**Stated exercise 1**:
Answer these from the ASP.NET and J2EE extract:
(a) What kind of deployment does ASP.NET support without registration or stopping the server?
(b) Who has the clear win when it comes to tools?
(c) What are most enterprise applications, according to the performance section?

# start of Source extract

With Visual Studio.NET, now you can drag-and-drop web controls like you do VB
controls, double-click and write the server code for the control. ASP.NET supports XCOPY
deployment that requires no registration or stopping of the server, supports dynamic DLL
updates and extensible configuration using XML files.

In conclusion, Microsoft has the clear win when it comes to tools. While the functionality
of the toolset provided by J2EE community as a whole supercedes the functionality of the
tools provided by Microsoft, these tools are not 100% interoperable, because they do not
originate from a single vendor.

4.15 Performance

A problem with Web site’s or Web application’s performance is with data-access.
The reason for this is that most enterprise applications are data-driven systems with much


                                               10
more data logic than business logic. JSP, or more precisely J2EE reduces database traffic
through two tactics:

       Stateful business processes allow you to maintain business process state in memory, rather
        than writing that state out to the database on each request.

       Long-term caching (provided by some implementations) allow for database data to be
        cached for long periods of time, rather than re-reading database data upon each request.
J2EE gives programmers more control over lower-level services such as state management
and caching. Well-educated developers can tap into these features to improve the quality
of their deployment. However, this may also result in problems if developers are not
properly trained on when to (and when not to) use these features.

# end of Source extract
# start of Data

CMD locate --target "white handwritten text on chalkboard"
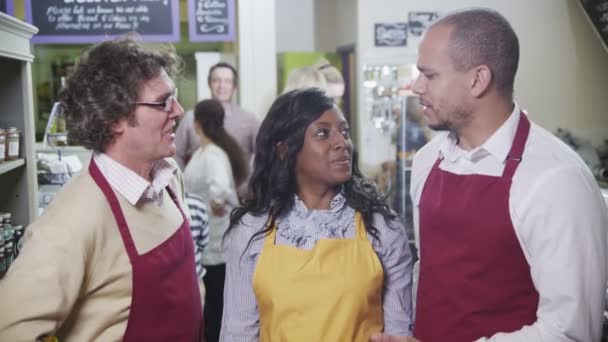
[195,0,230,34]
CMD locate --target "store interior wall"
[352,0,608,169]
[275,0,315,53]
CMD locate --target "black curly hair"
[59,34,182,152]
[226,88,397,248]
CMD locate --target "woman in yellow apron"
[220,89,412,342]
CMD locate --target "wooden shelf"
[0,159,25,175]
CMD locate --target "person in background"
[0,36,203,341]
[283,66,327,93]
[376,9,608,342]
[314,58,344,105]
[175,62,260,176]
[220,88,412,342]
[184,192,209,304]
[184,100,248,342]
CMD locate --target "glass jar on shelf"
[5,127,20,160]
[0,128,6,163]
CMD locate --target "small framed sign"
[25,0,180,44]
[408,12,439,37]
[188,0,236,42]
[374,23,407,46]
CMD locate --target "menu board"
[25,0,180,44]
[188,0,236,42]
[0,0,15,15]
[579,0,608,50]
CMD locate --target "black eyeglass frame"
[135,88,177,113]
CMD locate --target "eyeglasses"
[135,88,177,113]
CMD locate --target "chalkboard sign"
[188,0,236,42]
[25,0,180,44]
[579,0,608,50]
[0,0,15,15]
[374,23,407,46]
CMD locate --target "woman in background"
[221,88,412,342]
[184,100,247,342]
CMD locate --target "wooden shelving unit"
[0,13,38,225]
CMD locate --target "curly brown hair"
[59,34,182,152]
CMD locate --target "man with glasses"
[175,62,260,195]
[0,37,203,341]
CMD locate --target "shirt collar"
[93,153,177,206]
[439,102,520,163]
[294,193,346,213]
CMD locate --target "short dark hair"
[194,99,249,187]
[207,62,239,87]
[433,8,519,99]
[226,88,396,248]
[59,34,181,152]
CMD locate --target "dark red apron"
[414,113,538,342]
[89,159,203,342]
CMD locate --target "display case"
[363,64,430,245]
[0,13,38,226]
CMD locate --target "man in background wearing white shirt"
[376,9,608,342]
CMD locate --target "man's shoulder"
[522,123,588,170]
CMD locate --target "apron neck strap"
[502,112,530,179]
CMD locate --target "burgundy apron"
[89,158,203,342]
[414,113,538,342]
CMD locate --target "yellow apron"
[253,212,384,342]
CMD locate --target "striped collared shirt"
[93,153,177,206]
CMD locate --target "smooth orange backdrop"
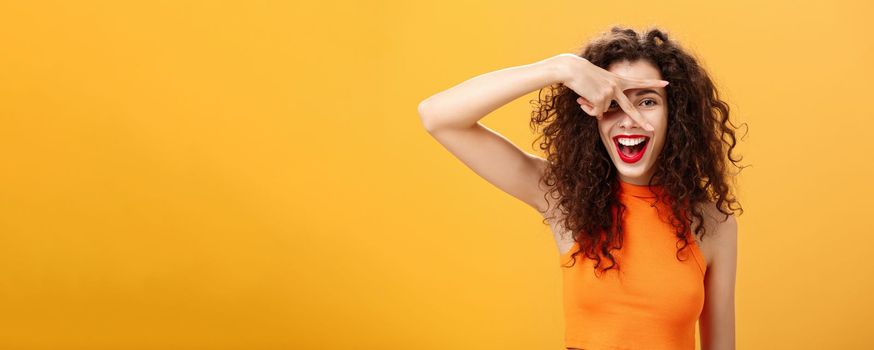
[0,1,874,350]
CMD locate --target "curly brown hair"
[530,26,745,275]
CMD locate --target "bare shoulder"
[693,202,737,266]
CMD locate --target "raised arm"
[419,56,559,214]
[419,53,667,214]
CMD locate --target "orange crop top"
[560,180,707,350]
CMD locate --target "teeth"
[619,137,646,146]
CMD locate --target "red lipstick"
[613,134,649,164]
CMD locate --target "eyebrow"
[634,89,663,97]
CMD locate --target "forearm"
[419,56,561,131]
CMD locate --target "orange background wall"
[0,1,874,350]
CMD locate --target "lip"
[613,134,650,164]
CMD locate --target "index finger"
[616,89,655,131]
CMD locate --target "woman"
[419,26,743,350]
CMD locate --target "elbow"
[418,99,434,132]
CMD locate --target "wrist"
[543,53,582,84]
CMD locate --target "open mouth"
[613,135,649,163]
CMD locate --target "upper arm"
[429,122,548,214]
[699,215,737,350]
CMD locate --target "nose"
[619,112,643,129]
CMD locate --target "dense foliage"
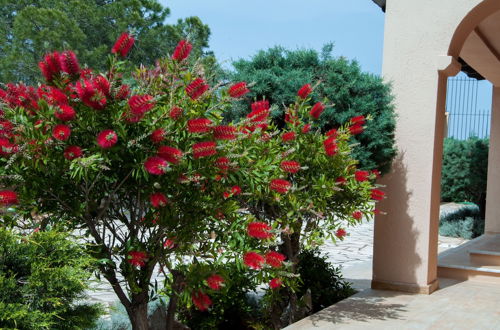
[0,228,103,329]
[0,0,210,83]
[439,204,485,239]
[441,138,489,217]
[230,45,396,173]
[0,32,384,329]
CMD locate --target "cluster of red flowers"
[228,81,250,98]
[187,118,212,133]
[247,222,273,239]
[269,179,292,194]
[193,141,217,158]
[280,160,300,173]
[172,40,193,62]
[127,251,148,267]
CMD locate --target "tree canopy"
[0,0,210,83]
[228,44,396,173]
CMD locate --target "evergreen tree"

# end of Data
# start of Data

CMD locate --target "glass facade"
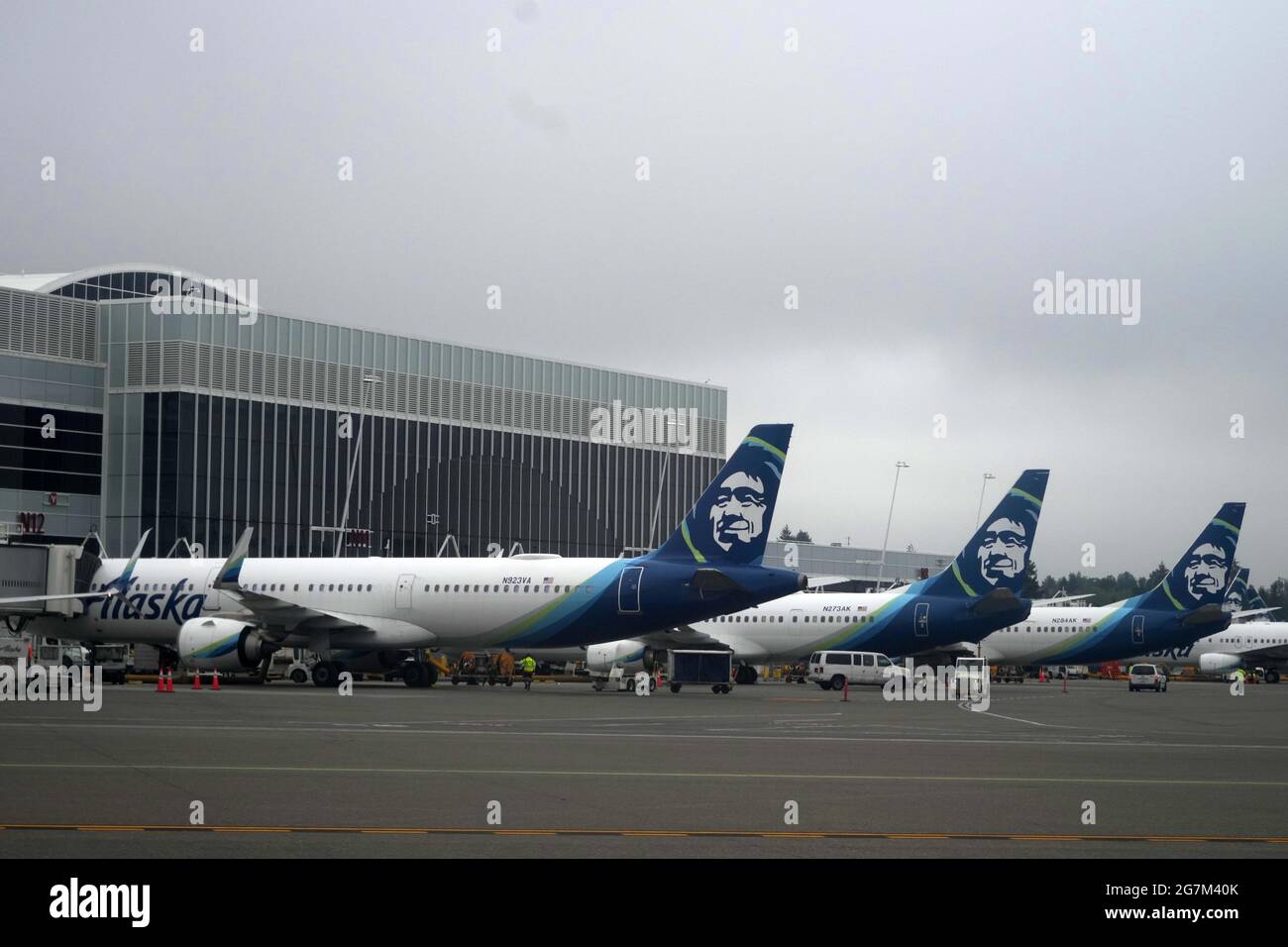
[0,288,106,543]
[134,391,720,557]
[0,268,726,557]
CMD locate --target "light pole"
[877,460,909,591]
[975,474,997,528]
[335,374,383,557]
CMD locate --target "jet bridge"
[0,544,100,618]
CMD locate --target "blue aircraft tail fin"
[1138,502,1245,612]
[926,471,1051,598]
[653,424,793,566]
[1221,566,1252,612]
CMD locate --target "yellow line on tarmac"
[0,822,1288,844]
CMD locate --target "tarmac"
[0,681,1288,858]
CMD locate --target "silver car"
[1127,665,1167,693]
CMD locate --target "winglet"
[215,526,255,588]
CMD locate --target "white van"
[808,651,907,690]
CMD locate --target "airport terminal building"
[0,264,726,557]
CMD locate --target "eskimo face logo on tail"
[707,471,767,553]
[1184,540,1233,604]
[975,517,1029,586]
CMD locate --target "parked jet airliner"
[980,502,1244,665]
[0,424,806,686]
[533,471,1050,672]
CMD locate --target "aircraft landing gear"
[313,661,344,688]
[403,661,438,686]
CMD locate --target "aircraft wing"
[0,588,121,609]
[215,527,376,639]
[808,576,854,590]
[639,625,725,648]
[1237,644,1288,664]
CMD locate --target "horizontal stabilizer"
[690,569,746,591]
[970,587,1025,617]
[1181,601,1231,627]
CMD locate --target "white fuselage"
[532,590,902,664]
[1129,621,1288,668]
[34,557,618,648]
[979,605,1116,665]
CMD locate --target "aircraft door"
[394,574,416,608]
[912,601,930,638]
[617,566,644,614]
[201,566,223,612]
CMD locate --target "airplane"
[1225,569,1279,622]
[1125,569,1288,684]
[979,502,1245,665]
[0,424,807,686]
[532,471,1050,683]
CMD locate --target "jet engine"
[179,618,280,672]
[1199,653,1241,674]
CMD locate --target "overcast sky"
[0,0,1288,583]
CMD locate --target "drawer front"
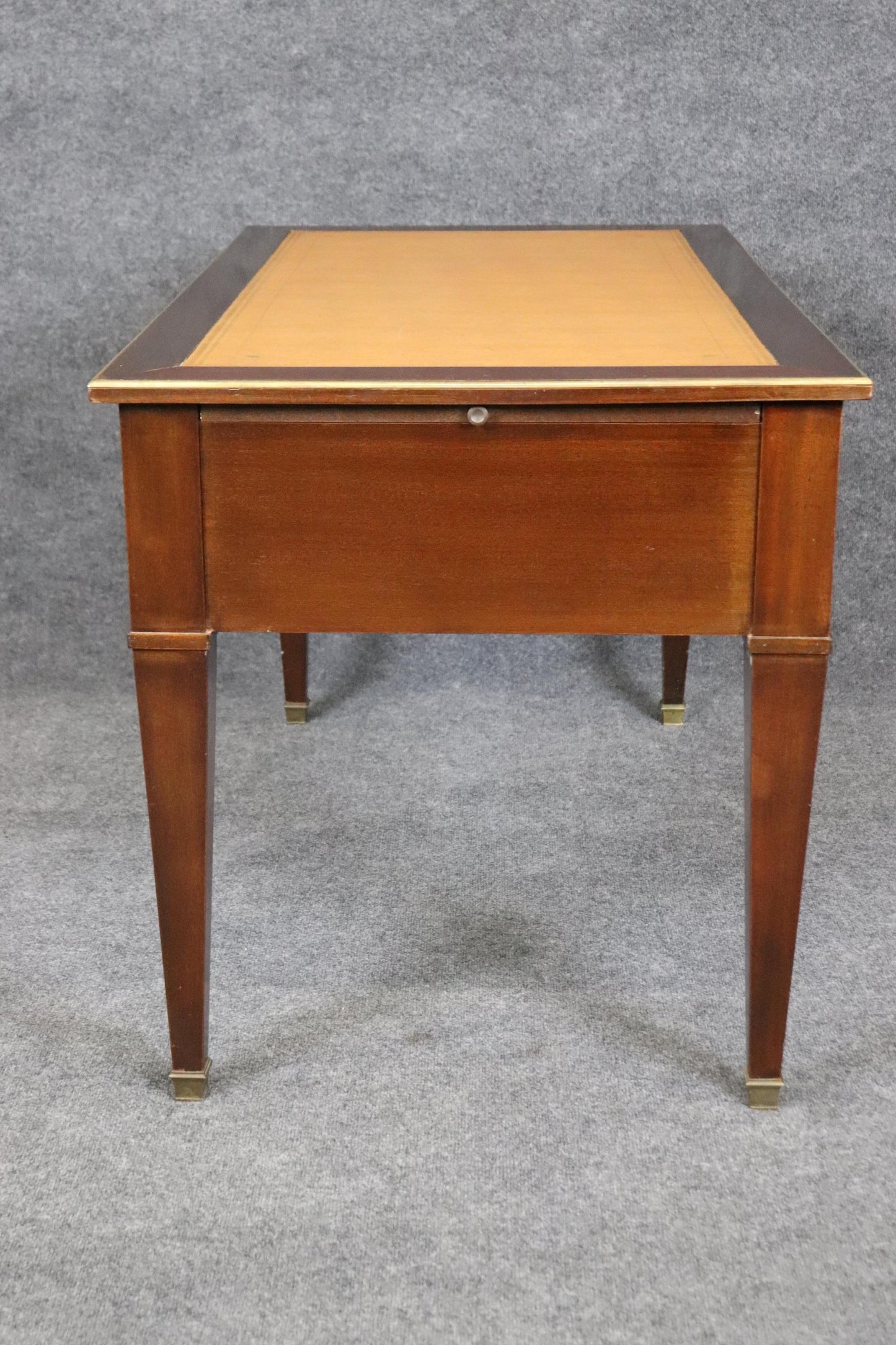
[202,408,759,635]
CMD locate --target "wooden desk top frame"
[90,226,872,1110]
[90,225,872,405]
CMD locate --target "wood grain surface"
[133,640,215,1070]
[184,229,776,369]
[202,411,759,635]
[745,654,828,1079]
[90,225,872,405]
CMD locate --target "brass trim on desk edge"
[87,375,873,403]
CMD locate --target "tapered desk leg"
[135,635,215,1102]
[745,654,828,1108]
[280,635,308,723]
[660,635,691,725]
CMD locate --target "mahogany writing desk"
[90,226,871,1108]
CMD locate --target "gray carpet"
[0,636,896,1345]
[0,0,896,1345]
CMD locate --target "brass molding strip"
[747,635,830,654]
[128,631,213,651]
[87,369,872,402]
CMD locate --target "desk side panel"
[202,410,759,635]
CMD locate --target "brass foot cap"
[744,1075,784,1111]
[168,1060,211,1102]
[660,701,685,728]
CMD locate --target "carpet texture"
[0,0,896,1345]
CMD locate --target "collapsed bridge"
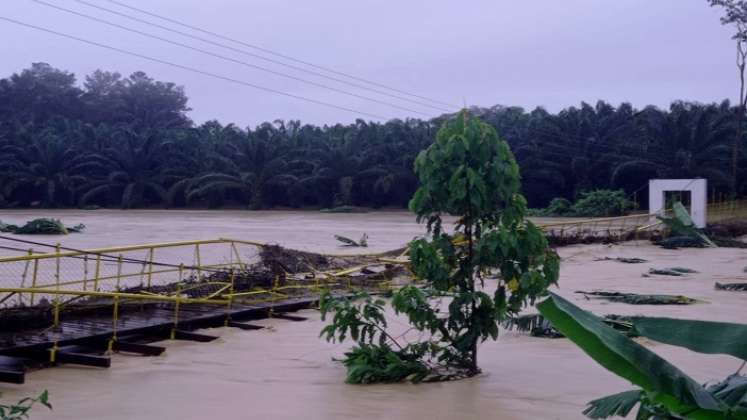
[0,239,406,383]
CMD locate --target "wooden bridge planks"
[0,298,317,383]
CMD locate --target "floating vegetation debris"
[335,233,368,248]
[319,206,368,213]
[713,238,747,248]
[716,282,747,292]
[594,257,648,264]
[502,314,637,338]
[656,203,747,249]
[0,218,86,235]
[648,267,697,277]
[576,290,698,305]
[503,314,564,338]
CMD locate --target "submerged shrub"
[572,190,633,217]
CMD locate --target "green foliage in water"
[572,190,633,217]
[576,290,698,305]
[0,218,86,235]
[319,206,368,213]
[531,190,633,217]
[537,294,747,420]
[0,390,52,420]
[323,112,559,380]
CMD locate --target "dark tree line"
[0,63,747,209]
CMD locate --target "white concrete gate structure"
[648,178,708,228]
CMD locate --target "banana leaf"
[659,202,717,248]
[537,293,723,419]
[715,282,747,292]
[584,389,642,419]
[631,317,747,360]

# end of Data

**Stated exercise 2**: Copy word for word everything in the listing from the line containing "handwritten text on" down to the line containing "[613,134,649,164]", both lines included. Leave the pictures out.

**Task solution 1**:
(a) XCOPY deployment
(b) Microsoft
(c) Data-driven systems with much more data logic than business logic

**Task solution 2**:
CMD locate --target "white handwritten text on chalkboard"
[195,0,230,34]
CMD locate --target "store interior wall"
[352,0,608,169]
[275,0,315,53]
CMD locate --target "black curly hair"
[59,34,182,152]
[226,88,397,248]
CMD locate --target "woman in yellow apron"
[220,89,412,342]
CMD locate --target "wooden shelf"
[0,159,25,175]
CMD locate --target "person in background"
[0,36,203,341]
[283,66,327,93]
[376,9,608,342]
[314,58,344,105]
[175,62,260,176]
[220,88,412,342]
[184,192,209,304]
[184,100,248,342]
CMD locate --target "glass jar on shelf"
[5,127,20,160]
[0,128,6,163]
CMD locate --target "small framed sign"
[25,0,180,44]
[408,12,439,37]
[188,0,236,42]
[374,23,407,46]
CMD locate --target "menu board"
[25,0,180,44]
[188,0,236,42]
[0,0,15,15]
[579,0,608,50]
CMD locate --target "black eyeglass frame"
[135,88,177,113]
CMD locate --target "eyeglasses"
[135,88,177,113]
CMD locate --target "chalkboard sign"
[188,0,236,42]
[25,0,180,44]
[579,0,608,50]
[0,0,15,15]
[374,23,407,46]
CMD locate --target "woman in background"
[221,88,412,342]
[184,100,247,342]
CMD locate --target "wooden shelving unit"
[0,13,38,225]
CMD locate --target "curly brown hair"
[59,34,182,152]
CMD locate --target "man with glasses"
[175,62,260,195]
[0,37,203,341]
CMD locate --target "shirt collar"
[93,153,177,206]
[439,102,520,163]
[294,193,346,213]
CMD locate --target "short dark hair"
[194,99,249,187]
[207,62,239,87]
[433,8,519,99]
[226,88,396,248]
[59,34,181,152]
CMD locate --target "dark red apron"
[414,113,538,342]
[89,159,203,342]
CMD locate --target "display case"
[363,64,430,245]
[0,13,38,226]
CMD locate --target "man in background wearing white shirt"
[376,9,608,342]
CMD locate --target "man's shoulder"
[522,123,588,170]
CMD locate --target "apron neck strap"
[502,112,530,179]
CMD locate --target "burgundy apron"
[89,158,203,342]
[414,113,538,342]
CMD locate --target "yellow apron"
[253,212,384,342]
CMD locate --target "striped collared shirt"
[93,153,177,206]
CMD locate --target "smooth orange backdrop"
[0,1,874,350]
CMD locate --target "curly brown hair"
[530,26,745,275]
CMD locate --target "bare shoulder"
[693,202,737,266]
CMD locate --target "raised arm"
[419,56,559,214]
[419,53,667,214]
CMD locate --target "orange crop top"
[560,180,707,350]
CMD locate --target "teeth"
[619,137,646,146]
CMD locate --target "red lipstick"
[613,134,649,164]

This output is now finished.